**Your assignment**
Retype every entry below without altering anything.
☆ ☆ ☆ ☆ ☆
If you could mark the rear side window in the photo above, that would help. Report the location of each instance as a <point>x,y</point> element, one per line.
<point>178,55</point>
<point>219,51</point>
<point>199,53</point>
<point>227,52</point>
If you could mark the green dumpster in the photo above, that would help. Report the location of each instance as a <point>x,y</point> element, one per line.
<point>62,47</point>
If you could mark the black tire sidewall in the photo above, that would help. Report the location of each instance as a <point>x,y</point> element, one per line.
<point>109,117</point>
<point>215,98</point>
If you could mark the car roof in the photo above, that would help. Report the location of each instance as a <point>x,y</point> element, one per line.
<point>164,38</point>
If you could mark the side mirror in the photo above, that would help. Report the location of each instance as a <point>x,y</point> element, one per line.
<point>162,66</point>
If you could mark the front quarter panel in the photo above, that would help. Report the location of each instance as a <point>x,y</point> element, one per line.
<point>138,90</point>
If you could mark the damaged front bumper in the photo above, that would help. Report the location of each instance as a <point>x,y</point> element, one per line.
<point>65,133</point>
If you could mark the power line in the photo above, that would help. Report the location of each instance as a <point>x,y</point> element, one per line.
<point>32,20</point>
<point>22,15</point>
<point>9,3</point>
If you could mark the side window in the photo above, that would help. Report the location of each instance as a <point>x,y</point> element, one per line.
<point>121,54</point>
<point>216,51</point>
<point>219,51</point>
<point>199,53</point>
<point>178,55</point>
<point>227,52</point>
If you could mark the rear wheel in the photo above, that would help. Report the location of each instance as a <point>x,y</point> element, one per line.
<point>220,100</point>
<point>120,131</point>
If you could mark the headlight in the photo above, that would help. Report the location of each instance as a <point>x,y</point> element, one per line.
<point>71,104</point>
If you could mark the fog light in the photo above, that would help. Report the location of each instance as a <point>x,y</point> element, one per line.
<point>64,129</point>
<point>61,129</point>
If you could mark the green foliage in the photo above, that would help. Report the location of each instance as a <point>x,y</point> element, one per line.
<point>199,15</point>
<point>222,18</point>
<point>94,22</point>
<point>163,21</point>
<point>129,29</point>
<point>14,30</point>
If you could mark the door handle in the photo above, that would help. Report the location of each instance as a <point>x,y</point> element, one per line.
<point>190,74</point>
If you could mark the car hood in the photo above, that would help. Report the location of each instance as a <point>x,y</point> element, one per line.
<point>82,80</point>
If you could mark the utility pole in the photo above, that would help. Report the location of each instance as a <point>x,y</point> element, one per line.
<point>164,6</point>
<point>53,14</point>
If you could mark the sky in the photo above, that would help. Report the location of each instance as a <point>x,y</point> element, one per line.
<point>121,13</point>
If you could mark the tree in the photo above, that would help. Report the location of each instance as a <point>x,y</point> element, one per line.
☆ ☆ ☆ ☆ ☆
**Your response**
If you could mark the rear side window in the photo above, that would help. Report the location of each instance as a <point>x,y</point> element, one per line.
<point>178,55</point>
<point>219,51</point>
<point>199,53</point>
<point>227,52</point>
If you could mark the green dumpster in the photo above, that would help. Report the location of each instance as a <point>x,y</point> element, one per line.
<point>62,47</point>
If you could mark the black tire sidewall in the photo above, that would help. Report the location of each instance as a <point>x,y</point> element, one per line.
<point>109,117</point>
<point>215,98</point>
If you could mark the car roof in the photo above, that would help. Report the location of each instance as a <point>x,y</point> element, one per line.
<point>164,38</point>
If you could mark the side mirror in the photo above, that would help. Report the location of each instance as a <point>x,y</point> element, one per line.
<point>162,66</point>
If you could mark the front quarter panel in the photo above, that would help. Report the location of each instance as a <point>x,y</point> element, one per line.
<point>138,90</point>
If you could mark the damaged front bumper in the photo above, that would help. Report the location of each instance as a <point>x,y</point> element, one per line.
<point>65,133</point>
If you could mark the power line in the photo above, that would help. Report the location of each instance as a <point>x,y</point> element, one per line.
<point>32,20</point>
<point>22,15</point>
<point>9,3</point>
If you could mark the side window in the photo above, that would help. Report the location of each instance as a <point>x,y</point> element, one per line.
<point>121,54</point>
<point>216,51</point>
<point>219,51</point>
<point>199,53</point>
<point>178,55</point>
<point>227,52</point>
If you could mark the rear wheel in the photo above, that would help. Report the location of each instance as a <point>x,y</point> element, one per line.
<point>220,100</point>
<point>120,131</point>
If you could mark the headlight in the photo above, that would help. Report the location of each instance as a <point>x,y</point> element, one per line.
<point>71,104</point>
If you could mark the fog light in the photo above, that would help. Report the location of each instance as a <point>x,y</point> element, one per line.
<point>64,129</point>
<point>61,129</point>
If you could mark the green foliage in the photo above, that would help. Report the location of each instance as a <point>x,y</point> element, one per line.
<point>199,15</point>
<point>222,18</point>
<point>94,22</point>
<point>163,21</point>
<point>129,29</point>
<point>14,30</point>
If you could mark the door handle in the photo above, that would help. Report the location of each instance as a <point>x,y</point> element, one per line.
<point>190,74</point>
If you could mark the car hood in the photo above, that would help. Report the location of each instance as a <point>x,y</point> element, one per line.
<point>82,80</point>
If you could mark the utility pole in the photo above, that would help. Report the location of each instance as a <point>x,y</point> element, one per line.
<point>164,6</point>
<point>53,14</point>
If you could mark the sky in the photo above, that would help. Report the location of each instance as a <point>x,y</point> element, one per line.
<point>121,13</point>
If you could mark the tree in the photo above, that would help. Report the location of each instance as a <point>x,y</point> element, one per line.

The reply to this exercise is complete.